Task description = Look through the records, and wherever the string "each" turns up, copy out that line.
============================================================
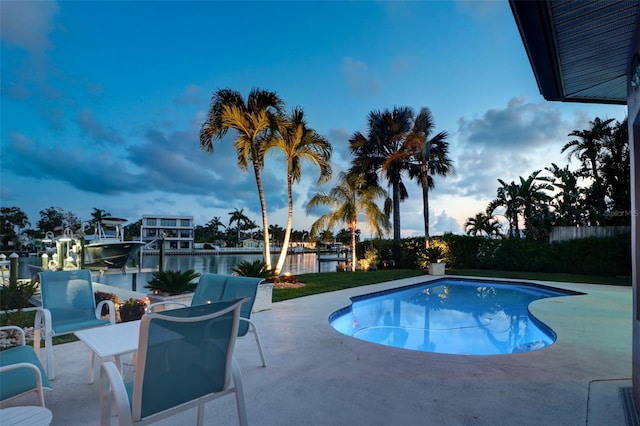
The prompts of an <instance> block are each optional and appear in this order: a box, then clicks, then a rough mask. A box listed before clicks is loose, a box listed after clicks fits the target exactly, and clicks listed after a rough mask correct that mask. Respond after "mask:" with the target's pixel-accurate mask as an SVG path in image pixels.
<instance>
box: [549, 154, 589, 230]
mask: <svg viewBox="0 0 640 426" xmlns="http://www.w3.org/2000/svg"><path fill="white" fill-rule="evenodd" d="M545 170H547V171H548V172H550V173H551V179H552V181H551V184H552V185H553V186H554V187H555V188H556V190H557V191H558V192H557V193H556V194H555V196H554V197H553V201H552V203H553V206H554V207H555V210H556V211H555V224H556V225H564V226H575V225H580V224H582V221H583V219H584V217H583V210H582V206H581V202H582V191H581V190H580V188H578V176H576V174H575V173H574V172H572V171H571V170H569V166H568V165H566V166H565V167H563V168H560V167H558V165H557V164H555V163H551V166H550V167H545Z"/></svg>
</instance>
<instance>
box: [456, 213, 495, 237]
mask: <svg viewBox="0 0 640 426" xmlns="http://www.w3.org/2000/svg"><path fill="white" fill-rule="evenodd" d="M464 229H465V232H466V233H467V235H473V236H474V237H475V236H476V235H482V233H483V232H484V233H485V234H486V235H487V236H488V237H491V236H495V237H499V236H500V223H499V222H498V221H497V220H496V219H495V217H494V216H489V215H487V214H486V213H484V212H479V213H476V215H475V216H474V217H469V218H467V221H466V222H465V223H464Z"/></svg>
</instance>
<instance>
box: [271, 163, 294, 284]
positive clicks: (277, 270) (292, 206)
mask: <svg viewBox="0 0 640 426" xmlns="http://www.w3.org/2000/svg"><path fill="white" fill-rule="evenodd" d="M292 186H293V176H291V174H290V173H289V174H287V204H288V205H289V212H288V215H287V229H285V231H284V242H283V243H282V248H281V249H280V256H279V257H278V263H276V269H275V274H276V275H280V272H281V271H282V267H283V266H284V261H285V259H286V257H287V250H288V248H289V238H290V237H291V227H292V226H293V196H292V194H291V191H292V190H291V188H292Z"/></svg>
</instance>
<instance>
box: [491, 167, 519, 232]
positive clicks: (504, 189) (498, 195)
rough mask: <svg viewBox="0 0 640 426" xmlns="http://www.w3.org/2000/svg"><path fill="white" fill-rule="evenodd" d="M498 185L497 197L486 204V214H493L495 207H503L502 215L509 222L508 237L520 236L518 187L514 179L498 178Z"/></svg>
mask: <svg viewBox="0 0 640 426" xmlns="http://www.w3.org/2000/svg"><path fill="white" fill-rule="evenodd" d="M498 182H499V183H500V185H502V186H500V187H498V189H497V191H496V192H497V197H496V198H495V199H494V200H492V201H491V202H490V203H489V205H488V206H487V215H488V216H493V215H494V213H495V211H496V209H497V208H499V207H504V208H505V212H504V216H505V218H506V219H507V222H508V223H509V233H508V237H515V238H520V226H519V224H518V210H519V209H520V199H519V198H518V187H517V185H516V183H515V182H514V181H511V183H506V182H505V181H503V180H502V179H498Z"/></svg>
============================================================
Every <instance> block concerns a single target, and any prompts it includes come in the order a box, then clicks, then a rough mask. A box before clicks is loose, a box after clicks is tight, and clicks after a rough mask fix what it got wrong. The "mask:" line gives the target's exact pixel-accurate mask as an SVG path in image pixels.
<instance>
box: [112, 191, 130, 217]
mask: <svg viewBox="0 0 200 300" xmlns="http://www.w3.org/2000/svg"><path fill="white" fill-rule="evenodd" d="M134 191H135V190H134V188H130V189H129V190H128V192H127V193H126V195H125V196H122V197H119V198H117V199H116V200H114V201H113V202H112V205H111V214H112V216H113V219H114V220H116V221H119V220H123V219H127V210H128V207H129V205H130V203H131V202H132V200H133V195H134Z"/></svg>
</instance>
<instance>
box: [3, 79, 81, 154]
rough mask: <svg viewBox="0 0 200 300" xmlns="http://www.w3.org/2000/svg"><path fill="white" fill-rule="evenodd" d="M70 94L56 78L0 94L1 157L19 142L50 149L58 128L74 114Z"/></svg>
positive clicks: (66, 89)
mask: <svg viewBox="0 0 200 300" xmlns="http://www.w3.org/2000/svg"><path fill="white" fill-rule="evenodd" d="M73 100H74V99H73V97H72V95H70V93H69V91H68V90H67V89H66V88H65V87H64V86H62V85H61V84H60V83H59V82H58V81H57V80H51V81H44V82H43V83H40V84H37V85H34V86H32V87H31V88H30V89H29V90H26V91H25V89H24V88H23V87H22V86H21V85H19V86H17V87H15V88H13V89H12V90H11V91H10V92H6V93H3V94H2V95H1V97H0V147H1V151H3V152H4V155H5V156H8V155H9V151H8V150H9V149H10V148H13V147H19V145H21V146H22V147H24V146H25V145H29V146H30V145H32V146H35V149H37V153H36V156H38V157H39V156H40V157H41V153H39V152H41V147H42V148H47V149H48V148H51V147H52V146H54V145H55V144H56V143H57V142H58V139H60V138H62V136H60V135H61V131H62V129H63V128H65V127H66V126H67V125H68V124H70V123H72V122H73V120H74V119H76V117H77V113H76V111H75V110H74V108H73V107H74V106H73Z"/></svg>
============================================================
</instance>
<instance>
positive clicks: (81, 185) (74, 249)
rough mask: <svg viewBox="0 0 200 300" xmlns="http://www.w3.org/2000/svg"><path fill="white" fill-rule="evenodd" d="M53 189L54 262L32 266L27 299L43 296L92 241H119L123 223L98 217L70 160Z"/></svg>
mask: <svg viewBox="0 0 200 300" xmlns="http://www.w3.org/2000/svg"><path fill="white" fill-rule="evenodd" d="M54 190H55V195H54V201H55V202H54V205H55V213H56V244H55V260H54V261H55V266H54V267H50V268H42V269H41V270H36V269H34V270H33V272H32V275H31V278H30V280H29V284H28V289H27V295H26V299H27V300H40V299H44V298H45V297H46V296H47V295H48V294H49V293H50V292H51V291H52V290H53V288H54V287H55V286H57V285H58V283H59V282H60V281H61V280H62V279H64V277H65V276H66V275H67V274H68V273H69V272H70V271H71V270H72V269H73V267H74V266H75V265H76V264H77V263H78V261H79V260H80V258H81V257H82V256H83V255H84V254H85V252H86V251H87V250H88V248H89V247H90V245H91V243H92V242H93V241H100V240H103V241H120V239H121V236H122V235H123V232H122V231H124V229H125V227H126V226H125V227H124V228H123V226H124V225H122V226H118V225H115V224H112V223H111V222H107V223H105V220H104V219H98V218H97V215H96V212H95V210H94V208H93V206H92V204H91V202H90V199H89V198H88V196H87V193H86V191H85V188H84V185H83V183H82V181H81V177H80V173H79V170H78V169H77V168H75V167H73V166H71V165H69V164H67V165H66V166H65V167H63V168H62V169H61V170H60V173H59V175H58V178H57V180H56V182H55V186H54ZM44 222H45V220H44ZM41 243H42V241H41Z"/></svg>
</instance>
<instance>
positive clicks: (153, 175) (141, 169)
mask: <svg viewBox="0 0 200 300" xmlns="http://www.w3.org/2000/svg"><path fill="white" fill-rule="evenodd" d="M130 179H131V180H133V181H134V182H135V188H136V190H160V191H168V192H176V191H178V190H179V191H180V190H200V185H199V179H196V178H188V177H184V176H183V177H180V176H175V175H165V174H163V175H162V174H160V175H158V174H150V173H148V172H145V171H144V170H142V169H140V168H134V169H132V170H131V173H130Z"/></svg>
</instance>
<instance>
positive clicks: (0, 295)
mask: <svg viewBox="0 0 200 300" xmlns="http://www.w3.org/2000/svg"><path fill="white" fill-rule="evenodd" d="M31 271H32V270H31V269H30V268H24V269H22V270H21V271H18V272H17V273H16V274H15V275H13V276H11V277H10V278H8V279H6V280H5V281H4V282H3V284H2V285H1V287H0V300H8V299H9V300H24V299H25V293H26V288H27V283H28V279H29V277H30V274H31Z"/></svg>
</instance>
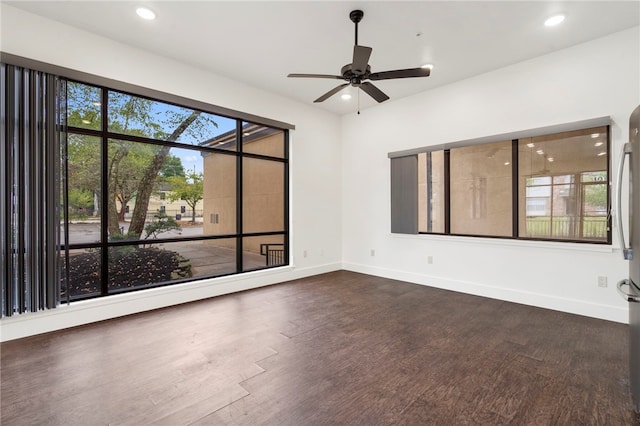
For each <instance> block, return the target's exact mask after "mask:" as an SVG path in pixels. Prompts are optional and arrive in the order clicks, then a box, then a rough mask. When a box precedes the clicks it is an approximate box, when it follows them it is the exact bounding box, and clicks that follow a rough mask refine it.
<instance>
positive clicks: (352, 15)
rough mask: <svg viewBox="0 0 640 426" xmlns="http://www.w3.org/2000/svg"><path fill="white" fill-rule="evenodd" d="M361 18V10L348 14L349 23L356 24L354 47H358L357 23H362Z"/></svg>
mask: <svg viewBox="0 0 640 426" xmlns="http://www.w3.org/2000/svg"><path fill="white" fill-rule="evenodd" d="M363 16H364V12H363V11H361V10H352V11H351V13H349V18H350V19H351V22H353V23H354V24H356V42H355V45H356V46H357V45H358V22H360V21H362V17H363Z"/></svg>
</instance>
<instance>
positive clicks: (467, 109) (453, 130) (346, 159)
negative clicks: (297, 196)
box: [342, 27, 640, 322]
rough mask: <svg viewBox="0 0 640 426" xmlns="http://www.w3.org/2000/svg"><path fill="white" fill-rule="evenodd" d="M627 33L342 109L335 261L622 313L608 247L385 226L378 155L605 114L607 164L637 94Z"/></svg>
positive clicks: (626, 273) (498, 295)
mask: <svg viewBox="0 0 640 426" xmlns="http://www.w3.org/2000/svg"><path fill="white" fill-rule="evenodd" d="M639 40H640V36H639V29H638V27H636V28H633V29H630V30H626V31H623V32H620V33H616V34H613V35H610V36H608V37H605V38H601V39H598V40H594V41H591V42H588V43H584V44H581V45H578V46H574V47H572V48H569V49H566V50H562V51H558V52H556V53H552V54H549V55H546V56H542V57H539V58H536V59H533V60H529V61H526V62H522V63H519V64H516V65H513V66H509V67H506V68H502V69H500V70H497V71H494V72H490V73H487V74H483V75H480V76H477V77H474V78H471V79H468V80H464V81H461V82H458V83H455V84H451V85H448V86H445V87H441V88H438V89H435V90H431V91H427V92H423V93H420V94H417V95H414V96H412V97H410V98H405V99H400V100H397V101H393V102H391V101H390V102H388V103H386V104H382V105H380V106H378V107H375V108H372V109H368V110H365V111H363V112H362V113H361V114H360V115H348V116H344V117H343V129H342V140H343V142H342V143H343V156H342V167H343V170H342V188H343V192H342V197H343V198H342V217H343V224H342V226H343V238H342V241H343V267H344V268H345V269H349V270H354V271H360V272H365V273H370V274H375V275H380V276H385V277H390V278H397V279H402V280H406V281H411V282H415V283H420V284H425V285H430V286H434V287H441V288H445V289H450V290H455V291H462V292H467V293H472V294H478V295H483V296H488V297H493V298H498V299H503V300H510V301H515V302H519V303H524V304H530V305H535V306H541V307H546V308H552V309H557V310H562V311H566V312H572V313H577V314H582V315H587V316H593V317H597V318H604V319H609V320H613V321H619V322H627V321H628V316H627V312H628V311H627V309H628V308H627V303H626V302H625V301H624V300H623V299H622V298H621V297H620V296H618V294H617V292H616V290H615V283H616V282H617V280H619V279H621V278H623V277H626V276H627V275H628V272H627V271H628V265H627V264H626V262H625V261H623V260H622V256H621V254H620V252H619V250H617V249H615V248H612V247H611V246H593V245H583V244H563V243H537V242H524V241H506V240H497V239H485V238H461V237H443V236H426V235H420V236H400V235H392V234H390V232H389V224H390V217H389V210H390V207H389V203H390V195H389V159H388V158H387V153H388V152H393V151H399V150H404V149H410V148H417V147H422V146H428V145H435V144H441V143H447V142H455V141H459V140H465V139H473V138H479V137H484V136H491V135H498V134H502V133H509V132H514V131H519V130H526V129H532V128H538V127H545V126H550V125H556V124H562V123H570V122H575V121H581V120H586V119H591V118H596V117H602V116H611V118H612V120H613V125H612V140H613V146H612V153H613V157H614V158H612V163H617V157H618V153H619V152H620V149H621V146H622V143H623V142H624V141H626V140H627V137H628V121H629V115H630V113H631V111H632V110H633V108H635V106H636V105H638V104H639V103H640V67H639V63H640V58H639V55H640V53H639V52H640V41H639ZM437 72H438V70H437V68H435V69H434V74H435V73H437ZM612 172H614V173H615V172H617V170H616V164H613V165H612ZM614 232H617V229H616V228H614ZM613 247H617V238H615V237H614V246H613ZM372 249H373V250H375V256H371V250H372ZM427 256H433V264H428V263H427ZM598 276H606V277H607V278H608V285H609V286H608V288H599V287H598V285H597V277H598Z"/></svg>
============================================================
Problem solution =
The prompts of an <instance> block are each optional and appear in this order: a box, then clicks, then a rough mask. A box listed before clicks is loose, a box listed after clicks fits the target exactly, and clicks listed after a rough mask correct that mask. Respond after "mask:" with the target's pixel-accurate mask as an SVG path in image pixels.
For each <instance> block, return the target's exact mask after "mask:" as an SVG path in pixels. Prompts are optional and arrive in the order clicks, then a box, then a rough mask. When a box precedes the clicks it is an approximate box, when it follows them it is the exact bounding box, and clicks that follow a rough mask refine it.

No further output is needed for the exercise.